══ DATASET ROWS ══

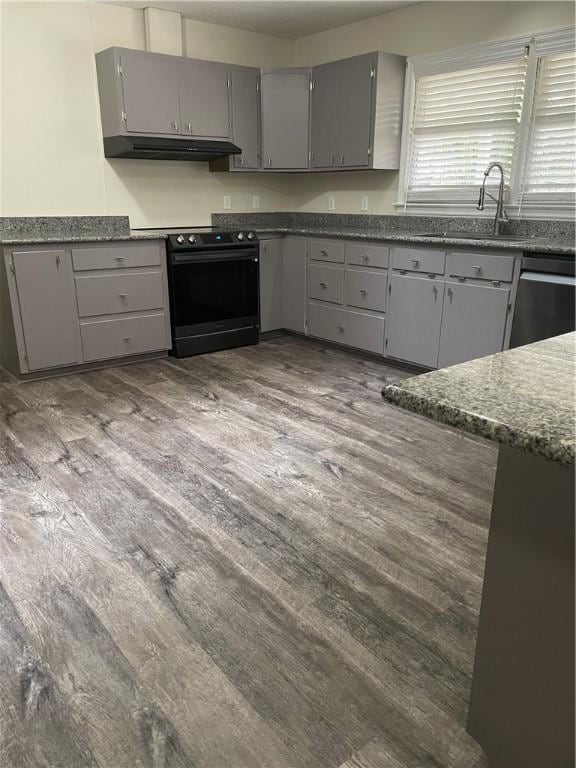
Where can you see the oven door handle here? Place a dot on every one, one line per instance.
(211, 257)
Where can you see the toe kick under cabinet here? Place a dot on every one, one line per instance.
(82, 304)
(428, 306)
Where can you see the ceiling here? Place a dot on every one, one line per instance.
(284, 18)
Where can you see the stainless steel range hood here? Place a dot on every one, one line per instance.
(155, 148)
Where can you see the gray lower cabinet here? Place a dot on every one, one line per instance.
(46, 305)
(203, 88)
(473, 322)
(347, 327)
(414, 319)
(285, 119)
(294, 284)
(271, 300)
(70, 305)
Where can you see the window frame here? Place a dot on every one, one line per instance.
(534, 46)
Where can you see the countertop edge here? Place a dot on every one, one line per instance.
(476, 424)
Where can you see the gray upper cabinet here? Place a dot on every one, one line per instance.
(245, 96)
(150, 89)
(285, 119)
(46, 302)
(414, 319)
(473, 322)
(356, 112)
(203, 88)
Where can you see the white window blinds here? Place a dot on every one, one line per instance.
(462, 121)
(549, 178)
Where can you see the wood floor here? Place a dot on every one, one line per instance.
(240, 560)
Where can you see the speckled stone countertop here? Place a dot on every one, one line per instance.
(523, 397)
(539, 236)
(30, 230)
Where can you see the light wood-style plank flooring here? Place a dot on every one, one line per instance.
(240, 560)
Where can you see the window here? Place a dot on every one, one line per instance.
(513, 102)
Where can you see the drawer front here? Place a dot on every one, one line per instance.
(113, 294)
(346, 327)
(480, 265)
(427, 260)
(326, 250)
(326, 283)
(367, 255)
(366, 289)
(123, 336)
(117, 256)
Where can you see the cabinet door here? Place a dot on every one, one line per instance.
(473, 322)
(354, 111)
(294, 284)
(271, 314)
(285, 119)
(203, 89)
(325, 126)
(414, 319)
(246, 116)
(47, 308)
(150, 86)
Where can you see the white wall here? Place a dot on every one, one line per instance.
(417, 29)
(51, 150)
(51, 159)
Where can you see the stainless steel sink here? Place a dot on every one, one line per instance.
(479, 236)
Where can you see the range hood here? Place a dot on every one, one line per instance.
(155, 148)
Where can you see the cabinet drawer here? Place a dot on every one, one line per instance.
(123, 336)
(326, 283)
(347, 327)
(326, 250)
(480, 265)
(367, 255)
(112, 294)
(117, 256)
(365, 289)
(427, 260)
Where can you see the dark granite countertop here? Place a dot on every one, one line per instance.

═══

TASK DESCRIPTION
Output the lines from the line containing "Where can you see the speckled" to the end, both included; add nothing.

IN RESPONSE
Where can you see the speckled stone countertop here? Place a dot on every one, one line per instance.
(523, 397)
(539, 236)
(30, 230)
Where can you see the light wood-style plank flooring here? Place a dot on every one, one line per instance.
(240, 560)
Where can you see the window here? Place a dot on every one, one line per instance.
(513, 102)
Where can you see the drawer front here? Place a dot on every one, one line per instance.
(113, 294)
(346, 327)
(480, 265)
(427, 260)
(326, 250)
(326, 283)
(367, 255)
(366, 289)
(123, 336)
(117, 256)
Where can you see the cabinet door here? Place a dot on every one, one line per instance.
(473, 322)
(354, 111)
(294, 284)
(271, 314)
(285, 119)
(203, 89)
(325, 126)
(414, 319)
(246, 116)
(47, 308)
(150, 86)
Where can you see the white wall here? Place a dot on every one, one line per instance.
(417, 29)
(51, 150)
(51, 159)
Where can you see the stainless steel sink here? Place a dot on every one, one line per instance.
(479, 236)
Where can you see the range hood here? Place a dot on every one, one line per instance.
(155, 148)
Where can you see the cabinet drawer here? Place a dot on every one, one line per instance.
(123, 336)
(326, 283)
(347, 327)
(326, 250)
(480, 265)
(367, 255)
(112, 294)
(117, 256)
(365, 289)
(427, 260)
Where can you see the dark granite countertop here? Place a dot on every one, one line per instance.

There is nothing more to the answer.